**ESTRATTO DEL DOCUMENTO**:

In questa prospettiva l'Amministrazione si fa carico, insieme all'impegno di un attento esame, d'altra parte già in corso, delle istanze riguardanti disegni di legge perequativi, attribuzioni di mansioni superiori, di prendere in considerazione nell'immediato futuro e nella legge sulle strutture, le posizioni giuridiche ed economiche di quella parte dei dipendenti regionali che mai hanno visto "valutate" eventuali mansioni superiori svolte. Parliamo degli avventizi, tutti gli avventizi che oggi sono circa 600, quasi la metà del personale, i quali non hanno mai potuto avere una valutazione, pur essendo magari alle dipendenze dell'Amministrazione da sei anni, delle mansioni svolte.
Ribadiamo l'impegno di portare avanti l'art. 72, come l'abbiamo ribadito in Commissione. La Giunta provvederà sollecitamente (non posso dire di più); nella riunione del 28 dicembre si procederà ad un primo inizio della procedura per l'art. 72, per una parte sapete che già la Commissione paritetica si è espressa. Semmai per alcuni casi (non parlo delle qualifiche intermedie, parlo delle qualifiche alte) andremo a verificare se l'attribuzione della qualifica superiore non comporti il vincolo per la legge delle strutture in approntamento. Si tratta di 18 dipendenti che furono valutati dalla precedente Giunta.
L'attività della Giunta in tema di personale ha riguardato altresì, in questo ultimo periodo, provvedimenti ed iniziative di carattere sociale di particolare rilievo, come l'istituzione del servizio di mensa che è in atto dalla metà di dicembre e che solo la Regione Lombardia ha già attuato contemporaneamente al Piemonte.
L'Amministrazione è impegnata inoltre, con le altre Regioni a Statuto ordinario, nelle trattative a livello nazionale con i sindacati ed il Governo per la realizzazione del contratto regionale, come risulta illustrato dal documento trasmesso di recente al Consiglio.
E' stato inoltre approvato dalla Giunta un nuovo disegno di legge relativo al trattamento di missione del personale regionale che ha notevole importanza ed interesse per gran parte dei dipendenti.
Questo è il quadro che si accompagna all'applicazione dell'art. 72.
Per quanto riguarda la predisposizione di un organico disegno di legge sulle strutture e sul personale, l'Amministrazione ha iniziato i lavori (di questo abbiamo dato spesso notizia al Consiglio) costituendo un'apposita Commissione per assicurare una vasta e qualificata partecipazione di personale e l'impegno costante della componente politica per un adempimento di così grande importanza per il futuro dell'Ente.
In particolare la Commissione è stata concepita come sede di elaborazione e di raccordo fra tre componenti: quella politica, costituita dalla Giunta e dal Consiglio quella del personale regionale (e qui mi riferisco proprio a quanto ha detto la signora Castagnone Vaccarino), insostituibile non solo per i principi di democrazia organizzativa cui la presente Amministrazione si ispira, ma anche per la loro conoscenza diretta dei meccanismi di funzionamento di tutto l'apparato regionale (è già stata attuata) quella degli esperti a livello universitario. D'altronde questi esperti si chiamano: Bassanini, Picchieri, cioè nomi indiscussi nel campo della disciplina del diritto regionale e organizzativa.

**MATERIALE FORNITO**:

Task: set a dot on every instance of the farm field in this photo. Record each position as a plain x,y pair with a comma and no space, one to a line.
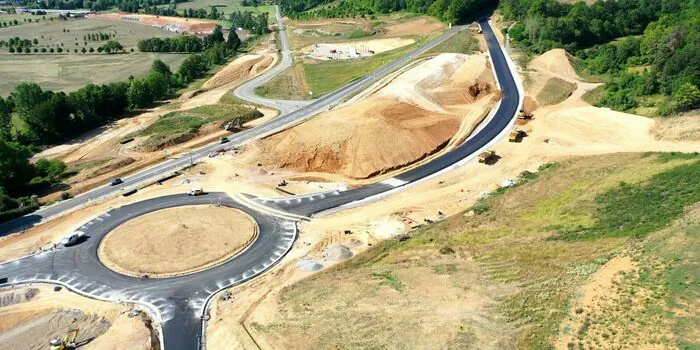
70,71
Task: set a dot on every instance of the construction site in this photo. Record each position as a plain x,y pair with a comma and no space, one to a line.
419,267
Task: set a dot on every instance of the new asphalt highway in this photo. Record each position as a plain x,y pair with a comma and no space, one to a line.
278,124
178,303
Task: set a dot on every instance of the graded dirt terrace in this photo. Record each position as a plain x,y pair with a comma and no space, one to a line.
177,241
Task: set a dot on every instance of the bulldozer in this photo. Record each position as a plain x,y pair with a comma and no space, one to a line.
516,135
485,156
524,115
68,341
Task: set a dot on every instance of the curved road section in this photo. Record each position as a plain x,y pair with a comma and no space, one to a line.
278,124
178,301
489,133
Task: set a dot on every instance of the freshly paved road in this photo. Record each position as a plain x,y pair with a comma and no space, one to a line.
278,124
178,300
315,203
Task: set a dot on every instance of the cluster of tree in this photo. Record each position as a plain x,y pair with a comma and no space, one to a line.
99,36
665,58
453,11
669,51
185,43
546,24
256,23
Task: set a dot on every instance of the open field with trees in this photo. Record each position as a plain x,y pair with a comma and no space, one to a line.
68,70
594,252
647,52
32,118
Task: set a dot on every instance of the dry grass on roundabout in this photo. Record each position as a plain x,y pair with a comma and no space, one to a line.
177,241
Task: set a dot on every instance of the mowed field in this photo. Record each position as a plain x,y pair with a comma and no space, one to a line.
69,71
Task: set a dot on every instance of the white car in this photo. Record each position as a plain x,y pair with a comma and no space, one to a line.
71,239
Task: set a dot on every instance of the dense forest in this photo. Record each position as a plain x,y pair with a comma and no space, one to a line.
453,11
648,51
32,118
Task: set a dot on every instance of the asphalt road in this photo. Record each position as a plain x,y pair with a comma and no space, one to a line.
278,124
315,203
178,300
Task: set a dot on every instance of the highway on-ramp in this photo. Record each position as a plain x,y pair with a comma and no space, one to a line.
179,303
278,124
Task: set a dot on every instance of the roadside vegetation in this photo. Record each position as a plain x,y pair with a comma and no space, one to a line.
555,91
177,127
516,270
646,52
32,118
462,42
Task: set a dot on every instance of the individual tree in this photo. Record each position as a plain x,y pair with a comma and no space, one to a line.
15,169
138,94
687,96
162,68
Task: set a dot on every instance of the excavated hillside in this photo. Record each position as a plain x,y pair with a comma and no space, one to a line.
413,116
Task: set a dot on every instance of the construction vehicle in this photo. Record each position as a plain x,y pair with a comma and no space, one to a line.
486,156
68,341
524,115
516,135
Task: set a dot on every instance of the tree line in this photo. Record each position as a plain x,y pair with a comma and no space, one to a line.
452,11
257,24
32,118
660,38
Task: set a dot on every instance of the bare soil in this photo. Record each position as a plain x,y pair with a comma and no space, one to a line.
413,116
32,322
177,241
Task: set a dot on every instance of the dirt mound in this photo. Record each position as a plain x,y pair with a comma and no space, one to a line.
556,61
240,68
177,241
414,116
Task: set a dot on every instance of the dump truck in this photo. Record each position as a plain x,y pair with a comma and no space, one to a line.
68,341
485,156
516,135
524,115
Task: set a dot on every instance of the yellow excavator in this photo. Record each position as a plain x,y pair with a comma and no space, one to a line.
68,341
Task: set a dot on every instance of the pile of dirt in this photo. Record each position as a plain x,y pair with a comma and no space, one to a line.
557,62
239,69
337,252
412,117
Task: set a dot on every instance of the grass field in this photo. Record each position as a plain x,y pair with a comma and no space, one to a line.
177,127
326,76
70,71
513,276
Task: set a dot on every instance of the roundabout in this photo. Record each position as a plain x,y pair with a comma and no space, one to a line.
177,241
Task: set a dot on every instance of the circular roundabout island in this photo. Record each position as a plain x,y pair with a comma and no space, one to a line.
177,241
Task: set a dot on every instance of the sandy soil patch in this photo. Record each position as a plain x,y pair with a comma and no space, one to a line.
414,116
178,24
420,26
177,241
31,316
240,68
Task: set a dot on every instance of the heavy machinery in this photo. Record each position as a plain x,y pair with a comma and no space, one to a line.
516,135
524,115
68,341
486,156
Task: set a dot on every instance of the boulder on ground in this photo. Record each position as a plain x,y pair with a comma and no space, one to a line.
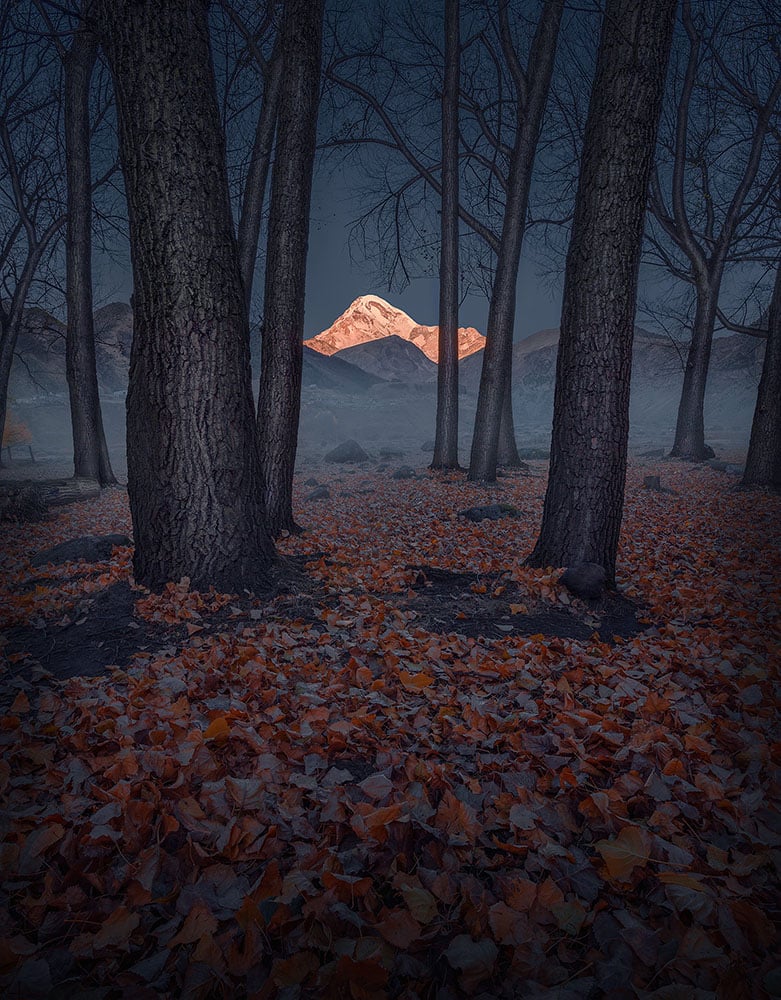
319,493
489,512
654,483
585,580
347,451
731,468
90,548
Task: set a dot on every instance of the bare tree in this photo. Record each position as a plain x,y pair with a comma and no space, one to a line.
193,465
763,462
288,235
710,190
584,498
268,67
502,101
32,215
90,452
531,84
446,438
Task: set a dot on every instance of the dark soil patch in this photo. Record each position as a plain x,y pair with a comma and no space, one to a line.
105,633
445,602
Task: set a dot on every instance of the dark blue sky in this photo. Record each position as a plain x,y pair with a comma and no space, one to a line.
333,282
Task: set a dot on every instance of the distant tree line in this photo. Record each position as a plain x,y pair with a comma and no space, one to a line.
472,125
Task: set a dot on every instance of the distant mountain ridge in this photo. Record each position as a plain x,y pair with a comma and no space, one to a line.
391,358
39,367
370,318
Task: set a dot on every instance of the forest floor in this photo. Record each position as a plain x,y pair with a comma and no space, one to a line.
417,769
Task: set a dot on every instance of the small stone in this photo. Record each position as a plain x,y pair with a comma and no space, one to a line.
585,580
90,548
320,493
654,483
489,512
347,451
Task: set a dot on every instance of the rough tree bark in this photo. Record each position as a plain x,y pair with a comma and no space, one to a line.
193,464
763,462
288,237
90,452
446,438
585,494
532,93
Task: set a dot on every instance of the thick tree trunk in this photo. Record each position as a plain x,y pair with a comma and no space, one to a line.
90,452
446,439
288,237
257,176
585,494
763,462
193,464
690,425
501,310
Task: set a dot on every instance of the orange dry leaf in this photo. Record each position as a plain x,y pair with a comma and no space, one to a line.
629,850
415,682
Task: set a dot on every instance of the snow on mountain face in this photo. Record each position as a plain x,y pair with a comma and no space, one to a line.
371,318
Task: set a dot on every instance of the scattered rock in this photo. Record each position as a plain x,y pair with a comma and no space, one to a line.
347,451
654,483
90,548
585,580
320,493
731,468
489,512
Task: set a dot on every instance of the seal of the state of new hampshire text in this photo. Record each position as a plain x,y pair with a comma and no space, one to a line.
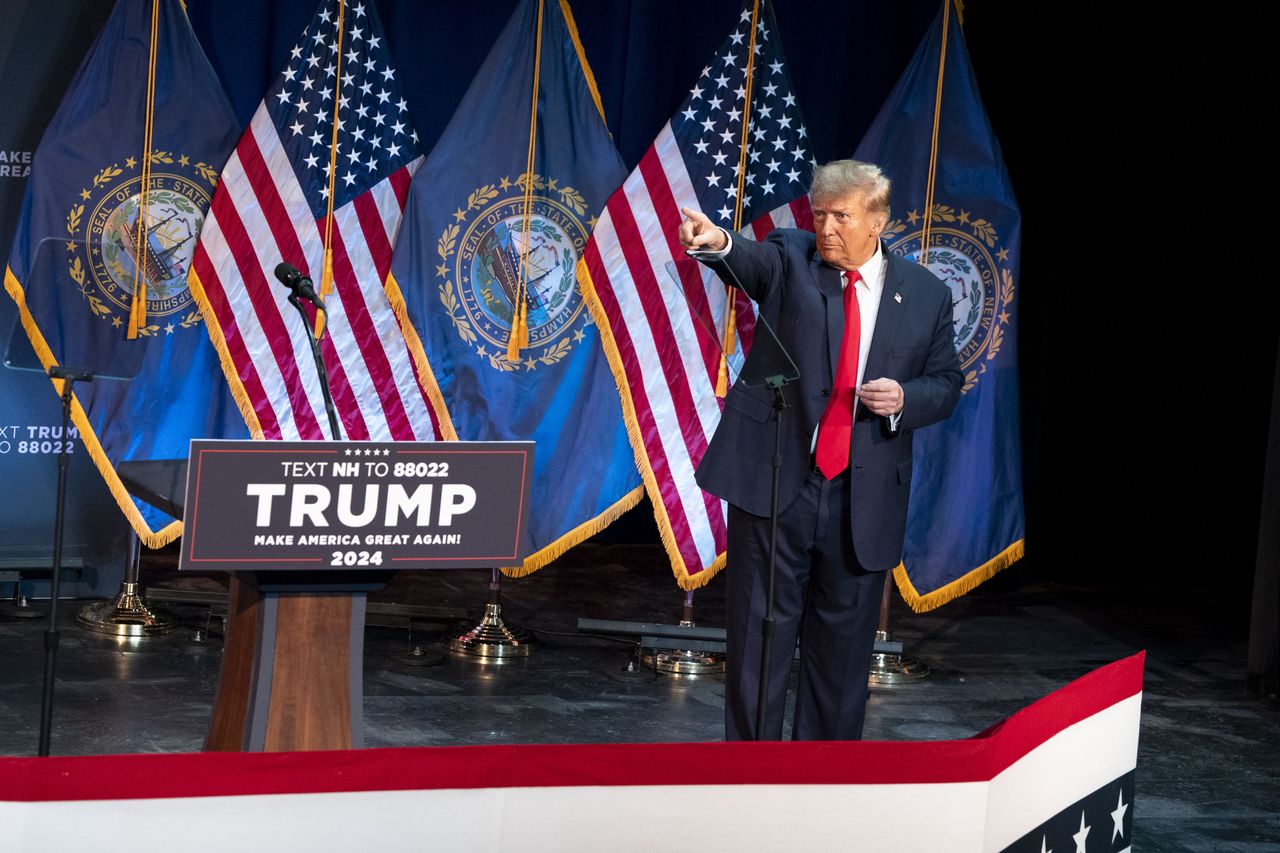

**PROBLEMA A**: In base all'estratto sul personale regionale, spiega in una-tre frasi perché la componente del personale regionale è giudicata insostituibile all'interno della Commissione.
**PROBLEMA B**: Secondo l'estratto sul personale regionale, da quando è in atto il servizio di mensa?
Le righe riportate non hanno alcun legame con l'estratto sul personale regionale.

**SOLUZIONE A**: È giudicata insostituibile per i principi di democrazia organizzativa a cui si ispira l'Amministrazione. Conta anche la conoscenza diretta che i dipendenti hanno dei meccanismi di funzionamento di tutto l'apparato regionale.

**SOLUZIONE B**: Dalla metà di dicembre.